- Task goal -
Return every line of the rows below as a JSON list of strings, one string per line, with blank lines skipped and the pictures left out.

- Records to use -
---*---

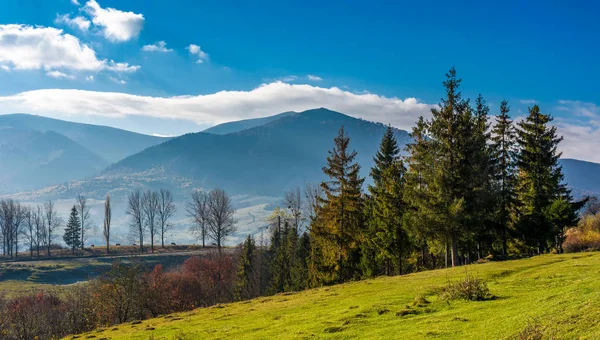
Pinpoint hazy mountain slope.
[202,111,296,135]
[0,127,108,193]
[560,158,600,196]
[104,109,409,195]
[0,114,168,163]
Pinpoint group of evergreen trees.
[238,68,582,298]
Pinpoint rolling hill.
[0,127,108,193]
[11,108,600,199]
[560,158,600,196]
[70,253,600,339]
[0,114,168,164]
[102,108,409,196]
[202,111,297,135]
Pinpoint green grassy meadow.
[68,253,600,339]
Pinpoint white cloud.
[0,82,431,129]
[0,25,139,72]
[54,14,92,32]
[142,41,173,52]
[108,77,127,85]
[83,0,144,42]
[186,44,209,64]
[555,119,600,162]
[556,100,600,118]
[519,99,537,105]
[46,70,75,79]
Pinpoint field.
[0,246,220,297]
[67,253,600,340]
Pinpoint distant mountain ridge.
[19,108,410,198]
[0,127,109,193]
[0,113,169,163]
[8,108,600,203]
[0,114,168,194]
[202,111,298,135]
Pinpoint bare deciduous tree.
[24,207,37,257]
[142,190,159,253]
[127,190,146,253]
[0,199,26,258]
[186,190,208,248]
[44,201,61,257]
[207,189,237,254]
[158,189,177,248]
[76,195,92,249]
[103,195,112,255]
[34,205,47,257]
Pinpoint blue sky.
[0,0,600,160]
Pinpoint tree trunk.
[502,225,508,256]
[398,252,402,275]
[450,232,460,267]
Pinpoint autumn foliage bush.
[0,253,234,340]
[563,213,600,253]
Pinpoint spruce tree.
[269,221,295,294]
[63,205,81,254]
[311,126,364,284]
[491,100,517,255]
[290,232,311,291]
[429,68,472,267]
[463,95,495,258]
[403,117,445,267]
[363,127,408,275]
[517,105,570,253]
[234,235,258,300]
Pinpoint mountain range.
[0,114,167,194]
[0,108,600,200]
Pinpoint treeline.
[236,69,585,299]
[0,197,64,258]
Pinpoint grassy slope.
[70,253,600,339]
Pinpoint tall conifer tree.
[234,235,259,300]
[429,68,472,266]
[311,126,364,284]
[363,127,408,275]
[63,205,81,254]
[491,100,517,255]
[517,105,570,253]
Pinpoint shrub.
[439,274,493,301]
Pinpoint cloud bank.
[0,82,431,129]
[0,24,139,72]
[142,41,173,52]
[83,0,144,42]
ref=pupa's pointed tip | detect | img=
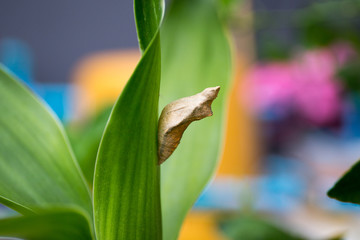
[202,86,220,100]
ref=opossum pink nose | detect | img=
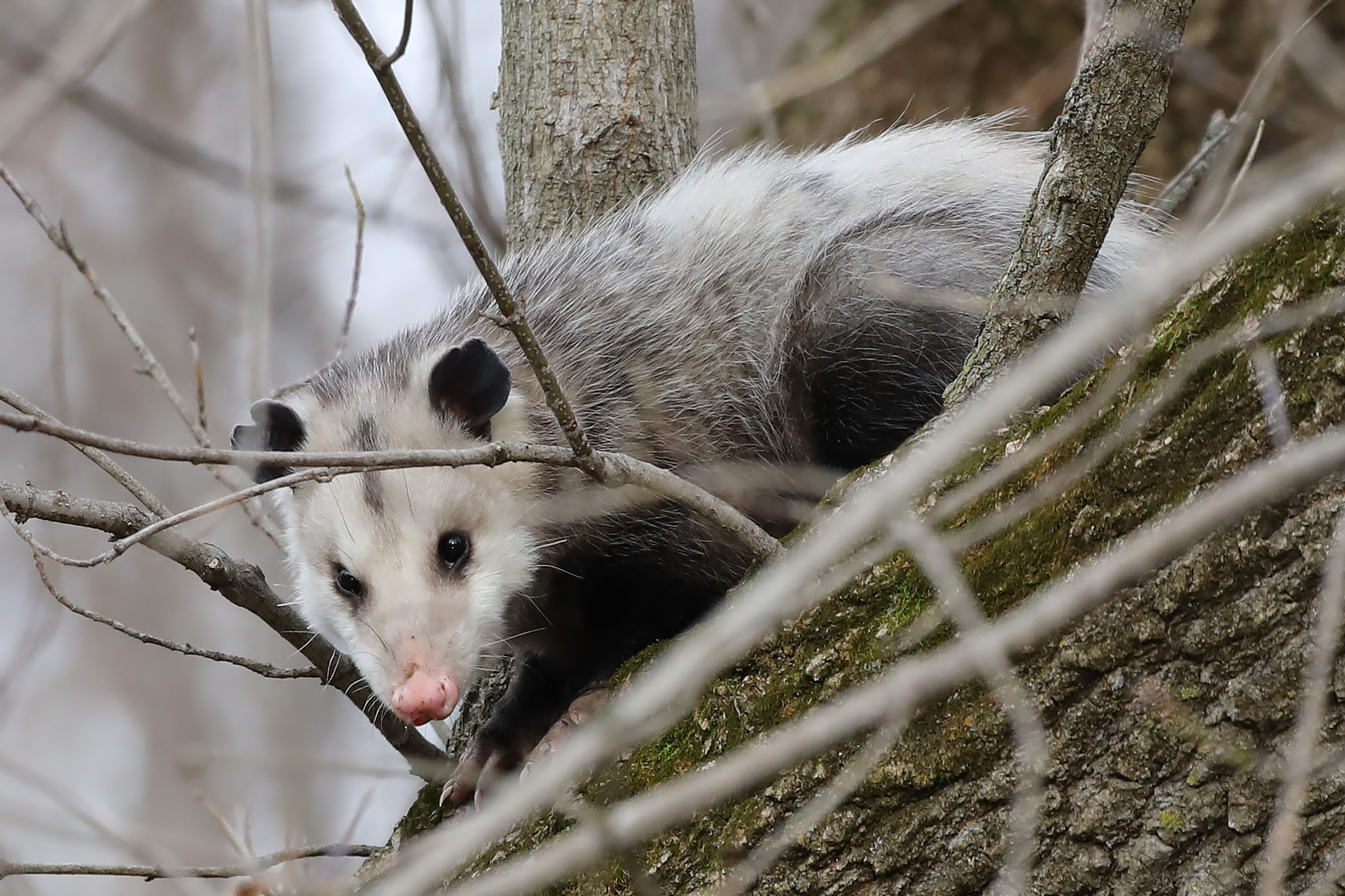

---*---

- Exercise response -
[
  "Pinpoint hazy mountain slope.",
  "[202,111,296,135]",
  "[0,127,108,193]",
  "[560,158,600,196]",
  "[104,109,409,195]",
  "[0,114,168,163]",
  "Pinpoint group of evergreen trees.",
  "[238,68,582,298]",
  "Pinpoint rolling hill.",
  "[0,127,108,193]",
  "[11,108,600,199]",
  "[560,158,600,196]",
  "[70,253,600,339]",
  "[0,114,168,164]",
  "[102,108,409,196]",
  "[202,111,297,135]",
  "Pinpoint green grassy meadow.",
  "[68,253,600,339]",
  "Pinpoint white cloud.",
  "[0,82,431,129]",
  "[0,25,139,72]",
  "[54,14,92,32]",
  "[142,41,173,52]",
  "[108,77,127,85]",
  "[83,0,144,42]",
  "[186,44,209,64]",
  "[555,119,600,162]",
  "[556,100,600,118]",
  "[519,99,537,105]",
  "[46,70,75,79]",
  "Pinpoint field.",
  "[0,246,220,297]",
  "[67,253,600,340]",
  "Pinpoint distant mountain ridge.",
  "[19,108,410,198]",
  "[0,127,109,193]",
  "[0,113,169,163]",
  "[8,108,600,203]",
  "[0,114,168,194]",
  "[202,111,298,135]",
  "Pinpoint bare deciduous tree.",
  "[24,207,37,257]",
  "[142,190,159,253]",
  "[127,190,146,253]",
  "[0,199,26,258]",
  "[186,190,208,248]",
  "[44,201,61,257]",
  "[207,189,237,254]",
  "[158,189,177,248]",
  "[76,195,92,249]",
  "[103,195,112,255]",
  "[34,205,47,257]",
  "Pinpoint blue sky.",
  "[0,0,600,160]",
  "Pinpoint tree trunk.",
  "[502,225,508,256]",
  "[398,252,402,275]",
  "[450,232,460,267]",
  "Pinpoint autumn foliage bush.",
  "[0,253,234,340]",
  "[563,213,600,253]",
  "Pinpoint spruce tree.",
  "[269,221,295,294]",
  "[63,205,81,254]",
  "[311,126,364,284]",
  "[491,100,517,255]",
  "[290,232,311,291]",
  "[429,68,472,267]",
  "[463,95,495,258]",
  "[403,117,445,267]",
  "[363,127,408,275]",
  "[517,105,570,253]",
  "[234,235,258,300]",
  "Pinpoint mountain range.",
  "[0,114,167,194]",
  "[0,108,600,200]",
  "Pinpoint treeline.",
  "[236,69,585,299]",
  "[0,197,64,258]",
  "Pinpoint grassy slope.",
  "[70,253,600,339]",
  "Pinpoint tall conifer tree.",
  "[234,235,259,300]",
  "[429,68,472,266]",
  "[311,126,364,284]",
  "[363,127,408,275]",
  "[63,205,81,254]",
  "[491,100,517,255]",
  "[517,105,570,253]",
  "Pinpoint shrub.",
  "[439,274,493,301]",
  "Pinpoint cloud bank.",
  "[0,82,431,129]",
  "[0,24,139,72]",
  "[142,41,173,52]",
  "[83,0,144,42]",
  "ref=pupa's pointed tip | detect | img=",
  "[202,86,220,100]",
  "ref=opossum pink nose | detect | img="
]